What you need to do:
Rescale the records from the line containing "For the benchmark, indicate the grassy" through the line containing "point(492, 255)" by writing all of those lines out again, requests included, with every answer coordinate multiplied by 1.6 and rounded to a whole number, halves rounding up. Keep the sample points inside the requests unchanged, and leave the pictures out of your answer.

[Some records]

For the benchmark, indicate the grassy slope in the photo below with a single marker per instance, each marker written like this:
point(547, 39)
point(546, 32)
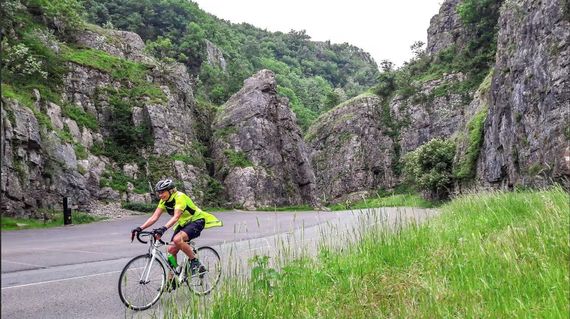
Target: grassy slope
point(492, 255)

--

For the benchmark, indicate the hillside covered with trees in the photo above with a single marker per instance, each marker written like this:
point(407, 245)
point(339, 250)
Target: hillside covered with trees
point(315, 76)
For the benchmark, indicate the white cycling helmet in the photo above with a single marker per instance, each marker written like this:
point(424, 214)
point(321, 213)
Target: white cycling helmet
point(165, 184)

The response:
For the benchmark, indicate the grassy slope in the photo below with a single marker per instance, each marker written like this:
point(547, 39)
point(546, 32)
Target: grassy slope
point(787, 408)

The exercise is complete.